[Region annotation items]

───

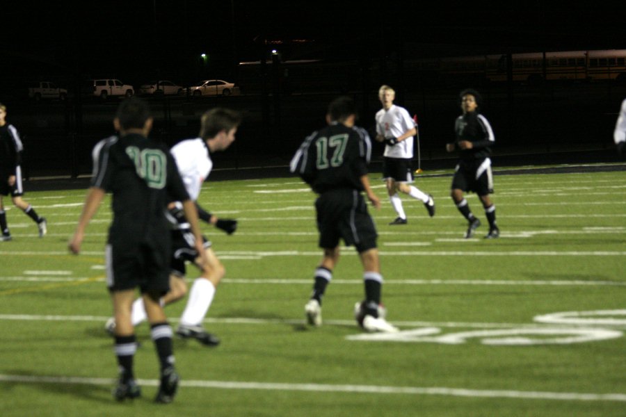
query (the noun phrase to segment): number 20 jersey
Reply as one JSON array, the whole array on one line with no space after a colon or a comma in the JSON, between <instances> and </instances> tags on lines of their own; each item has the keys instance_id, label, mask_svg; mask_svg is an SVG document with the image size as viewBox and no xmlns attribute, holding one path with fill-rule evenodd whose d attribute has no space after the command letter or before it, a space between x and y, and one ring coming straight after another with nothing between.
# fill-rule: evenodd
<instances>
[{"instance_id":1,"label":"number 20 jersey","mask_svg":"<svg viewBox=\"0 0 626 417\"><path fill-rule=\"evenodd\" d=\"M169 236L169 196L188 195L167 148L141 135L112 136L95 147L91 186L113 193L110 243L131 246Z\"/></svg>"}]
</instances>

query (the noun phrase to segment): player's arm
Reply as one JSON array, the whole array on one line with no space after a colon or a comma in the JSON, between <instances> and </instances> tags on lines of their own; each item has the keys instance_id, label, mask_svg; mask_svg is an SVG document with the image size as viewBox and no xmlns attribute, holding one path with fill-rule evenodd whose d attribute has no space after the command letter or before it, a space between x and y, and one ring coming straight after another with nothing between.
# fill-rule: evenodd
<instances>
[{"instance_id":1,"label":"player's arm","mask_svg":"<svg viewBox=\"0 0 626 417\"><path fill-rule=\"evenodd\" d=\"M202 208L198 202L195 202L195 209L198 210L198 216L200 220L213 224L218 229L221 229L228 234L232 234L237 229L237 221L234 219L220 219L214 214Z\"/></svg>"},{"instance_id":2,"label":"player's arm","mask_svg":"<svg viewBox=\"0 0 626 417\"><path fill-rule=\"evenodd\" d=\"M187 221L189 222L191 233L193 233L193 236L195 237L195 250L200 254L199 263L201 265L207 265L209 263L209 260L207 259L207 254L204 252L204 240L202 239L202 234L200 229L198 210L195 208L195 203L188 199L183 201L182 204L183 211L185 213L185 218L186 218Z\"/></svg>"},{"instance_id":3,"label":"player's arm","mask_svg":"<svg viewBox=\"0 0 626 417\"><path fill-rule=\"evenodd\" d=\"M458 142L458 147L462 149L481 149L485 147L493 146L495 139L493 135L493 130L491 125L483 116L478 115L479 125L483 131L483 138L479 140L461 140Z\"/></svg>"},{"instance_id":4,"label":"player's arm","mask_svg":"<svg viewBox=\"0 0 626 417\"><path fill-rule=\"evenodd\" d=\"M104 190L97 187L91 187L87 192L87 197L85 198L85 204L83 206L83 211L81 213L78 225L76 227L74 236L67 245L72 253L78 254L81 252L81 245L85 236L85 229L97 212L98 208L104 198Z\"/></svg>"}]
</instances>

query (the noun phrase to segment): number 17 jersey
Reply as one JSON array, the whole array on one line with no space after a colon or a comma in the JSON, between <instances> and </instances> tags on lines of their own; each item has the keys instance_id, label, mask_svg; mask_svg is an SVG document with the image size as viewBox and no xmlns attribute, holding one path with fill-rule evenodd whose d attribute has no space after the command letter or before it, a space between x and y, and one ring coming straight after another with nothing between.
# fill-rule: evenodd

───

### Work to do
Copy every one of the records above word for word, omitting the pictures.

### Response for this exercise
query (the noun phrase to segment): number 20 jersey
Reply as one JSON array, the whole array on one line with no space after a colon or a comma in the JSON, between <instances> and </instances> tags on lines of their own; each item has the keys instance_id, label, mask_svg; mask_svg is an SVG document with the image size as viewBox and no xmlns attribute, holding one path with fill-rule evenodd whose d attribute has no space after the command letter or before it, a space between x and y, and one ring coming straight after another with nothing between.
# fill-rule: evenodd
<instances>
[{"instance_id":1,"label":"number 20 jersey","mask_svg":"<svg viewBox=\"0 0 626 417\"><path fill-rule=\"evenodd\" d=\"M169 236L169 196L188 195L167 148L141 135L112 136L95 147L91 186L113 193L110 243L131 246Z\"/></svg>"}]
</instances>

query (the noun phrase to segment): player's arm
Reply as one JSON array, the whole array on one line with no space after a colon or a comma in the JSON, between <instances> and </instances> tags on lines of their own; each item has the keys instance_id, label, mask_svg; mask_svg is an SVG document with the image size as viewBox and no xmlns attribute, holding one path with fill-rule evenodd whose d attribute has no space after the command letter or before it, a space between x and y, and one ring coming straight after another with nothing between.
# fill-rule: evenodd
<instances>
[{"instance_id":1,"label":"player's arm","mask_svg":"<svg viewBox=\"0 0 626 417\"><path fill-rule=\"evenodd\" d=\"M202 208L198 202L195 202L195 209L198 210L198 216L200 220L213 224L218 229L221 229L228 234L232 234L237 229L237 221L234 219L220 219L214 214Z\"/></svg>"},{"instance_id":2,"label":"player's arm","mask_svg":"<svg viewBox=\"0 0 626 417\"><path fill-rule=\"evenodd\" d=\"M187 221L189 222L191 233L193 233L193 236L195 237L195 250L200 254L199 263L201 265L207 265L209 263L209 260L207 259L207 254L204 252L204 240L202 239L202 234L200 229L198 210L195 208L195 203L188 199L183 201L182 204L183 211L185 213L185 218L186 218Z\"/></svg>"},{"instance_id":3,"label":"player's arm","mask_svg":"<svg viewBox=\"0 0 626 417\"><path fill-rule=\"evenodd\" d=\"M458 142L458 147L462 149L481 149L485 147L493 146L495 139L493 135L493 130L491 125L483 116L478 115L479 125L483 131L483 138L479 140L461 140Z\"/></svg>"},{"instance_id":4,"label":"player's arm","mask_svg":"<svg viewBox=\"0 0 626 417\"><path fill-rule=\"evenodd\" d=\"M104 190L97 187L91 187L87 192L87 197L85 198L85 204L83 206L83 211L81 213L78 225L76 227L74 236L67 245L72 253L78 254L81 252L81 245L85 236L85 229L97 212L98 208L104 198Z\"/></svg>"}]
</instances>

query (the noun phrase to segment): number 17 jersey
Reply as one JSON array, the whole array on one line with no space after a colon or a comma in the JSON, between <instances> and </instances> tags on lines of their own; each item has the keys instance_id, label, mask_svg; mask_svg is an SVG document with the image size as viewBox and no xmlns attribute, holding one path with fill-rule evenodd whose d attribute has no space after the command letter or before it, a space between x and y, and one ring coming straight after another with nothing between.
# fill-rule: evenodd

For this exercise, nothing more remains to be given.